##### DOCUMENT PASSAGE #####

TV

Suranne Jones Stars as Sapphic Lead in Thriller Vigil

Suranne Jones stole hearts with her performance as Anne Lister in lesbian period drama Gentleman Jack. And now she’s playing another Sapphic lead in a new BBC drama. Her character, Detective Chief Inspector Amy Silva, is the police officer charged with solving the murder of a sailor on HMS Vigil. Vigil is the submarine carrying Trident missiles – Britain’s nuclear deterrent. And Amy must board to find the killer, before they strike again.

Vigil’s crew is reluctant to help. The suspicions awakened by Amy’s investigation undermine the crew’s relationships. With explosive tempers trapped in a confined space, Vigil is packed full of dramatic tension. The submarine makes a very compelling setting for this whodunnit.

And the investigation is not straightforward. As Amy uncovers a conspiracy, she must untangle layers of deception maintained not only by a crew of more than a hundred people, but the highest ranks of the British Navy. Being underwater awakens memories of the tragic accident in which her fiancé died, after which Amy lost custody of the daughter they raised together.

As her stay aboard Vigil is extended, Amy’s antidepressants run out – and the killer grows steadily more desperate. The only person Amy can trust is her girlfriend, DS Kirsten Longacre (Rose Leslie), who is investigating the naval base on shore.

The relationship between Amy and Kirsten is a real highlight of the show. Silva’s past is revealed in flashbacks, including the early days of her romance with Kirsten. What begins as a mentorship shifts into friendship, and deepens into something more.Suranne Jones playing a Sapphic again

Softly lit shots of them slow dancing in Amy’s living room, or reading in bed together, offer moments of tenderness that counterbalance the drama’s otherwise relentless tension. They also make Amy a well-rounded protagonist; more interesting to follow than the stereotypical workaholic detective with no personal life.

Until her first kiss with Kirsten, Amy had never considered the possibility of a same-sex relationship. “I’m not…”, she says, into women. But the connection is strong. And soon afterwards Amy admits to liking Kirsten.

As Carren Strock‘s research shows, thousands of women come out as lesbian and bisexual in middle and old age, after long-term relationships with men. This path to les/bi life is one taken by many – though you wouldn’t know it from how coming out stories are depicted in film and television, with disproportionate focus on young people. So it’s encouraging to see a middle-aged character embracing her bisexuality on screen, doing so with minimal angst and much joy.

Jones herself is delighted with the Sapphic storyline. “What’s beautiful is we have the complexity of a woman who has fallen for another human being and now has to realign who and what she thought she was,” says Jones. “I guess she’s also struggling with what others will think of that new relationship.”

##### SUPPLIED ENTRIES #####

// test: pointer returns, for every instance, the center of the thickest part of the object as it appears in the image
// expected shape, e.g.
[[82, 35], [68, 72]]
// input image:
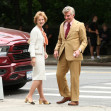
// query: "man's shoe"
[[65, 99], [73, 103]]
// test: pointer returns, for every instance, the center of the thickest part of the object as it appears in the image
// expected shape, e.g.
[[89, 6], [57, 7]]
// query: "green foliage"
[[53, 9]]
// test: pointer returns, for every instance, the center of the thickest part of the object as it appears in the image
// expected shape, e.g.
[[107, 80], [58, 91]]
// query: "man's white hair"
[[67, 9]]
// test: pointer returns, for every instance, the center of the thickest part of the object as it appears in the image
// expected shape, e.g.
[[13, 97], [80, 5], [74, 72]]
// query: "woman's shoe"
[[44, 102], [28, 100]]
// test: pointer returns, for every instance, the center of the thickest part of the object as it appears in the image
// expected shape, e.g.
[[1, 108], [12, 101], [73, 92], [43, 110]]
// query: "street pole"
[[1, 89]]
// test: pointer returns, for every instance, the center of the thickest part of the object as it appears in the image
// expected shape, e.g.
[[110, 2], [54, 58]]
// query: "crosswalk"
[[98, 91]]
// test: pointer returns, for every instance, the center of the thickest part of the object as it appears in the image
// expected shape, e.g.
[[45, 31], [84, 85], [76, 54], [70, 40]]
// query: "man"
[[69, 48]]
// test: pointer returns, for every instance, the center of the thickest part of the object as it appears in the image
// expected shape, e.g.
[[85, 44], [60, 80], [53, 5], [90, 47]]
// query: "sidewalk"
[[104, 61], [19, 105]]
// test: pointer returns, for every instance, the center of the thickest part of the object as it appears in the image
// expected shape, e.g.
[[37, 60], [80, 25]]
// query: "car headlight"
[[4, 50]]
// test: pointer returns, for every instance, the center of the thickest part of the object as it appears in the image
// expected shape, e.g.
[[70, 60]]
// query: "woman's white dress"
[[36, 49]]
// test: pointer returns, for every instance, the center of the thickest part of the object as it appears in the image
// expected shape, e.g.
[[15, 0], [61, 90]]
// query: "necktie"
[[67, 30]]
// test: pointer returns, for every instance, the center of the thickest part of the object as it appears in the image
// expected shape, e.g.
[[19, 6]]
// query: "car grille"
[[21, 56], [23, 68], [25, 55], [21, 47]]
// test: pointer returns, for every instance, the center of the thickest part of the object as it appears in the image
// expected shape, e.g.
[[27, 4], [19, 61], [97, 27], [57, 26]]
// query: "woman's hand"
[[76, 53], [46, 55], [33, 61], [56, 54]]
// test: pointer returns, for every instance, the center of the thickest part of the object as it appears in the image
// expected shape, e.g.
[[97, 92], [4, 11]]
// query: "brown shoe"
[[65, 99], [73, 103]]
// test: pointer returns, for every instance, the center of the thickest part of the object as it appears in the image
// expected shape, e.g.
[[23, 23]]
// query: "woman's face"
[[95, 19], [40, 21]]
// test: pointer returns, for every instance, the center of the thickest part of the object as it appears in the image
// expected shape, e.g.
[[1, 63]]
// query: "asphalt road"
[[95, 87]]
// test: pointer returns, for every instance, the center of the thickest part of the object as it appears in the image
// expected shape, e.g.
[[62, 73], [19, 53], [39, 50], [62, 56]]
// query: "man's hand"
[[56, 54], [46, 55], [33, 61], [76, 53]]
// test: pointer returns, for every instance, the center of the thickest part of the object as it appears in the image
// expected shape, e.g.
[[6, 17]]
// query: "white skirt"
[[38, 72]]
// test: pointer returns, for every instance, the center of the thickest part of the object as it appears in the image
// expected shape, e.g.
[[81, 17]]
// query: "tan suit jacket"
[[76, 39]]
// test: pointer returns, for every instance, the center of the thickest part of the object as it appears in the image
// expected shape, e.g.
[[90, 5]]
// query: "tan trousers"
[[62, 68]]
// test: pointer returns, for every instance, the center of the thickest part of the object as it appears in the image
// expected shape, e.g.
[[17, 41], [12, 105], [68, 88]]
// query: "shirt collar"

#####

= REQUIREMENT =
Repeat the part of the Vigil article that begins with the words containing "Until her first" and ends with "and much joy.", word for word.

= RESULT OF THIS TASK =
Until her first kiss with Kirsten, Amy had never considered the possibility of a same-sex relationship. “I’m not…”, she says, into women. But the connection is strong. And soon afterwards Amy admits to liking Kirsten.

As Carren Strock‘s research shows, thousands of women come out as lesbian and bisexual in middle and old age, after long-term relationships with men. This path to les/bi life is one taken by many – though you wouldn’t know it from how coming out stories are depicted in film and television, with disproportionate focus on young people. So it’s encouraging to see a middle-aged character embracing her bisexuality on screen, doing so with minimal angst and much joy.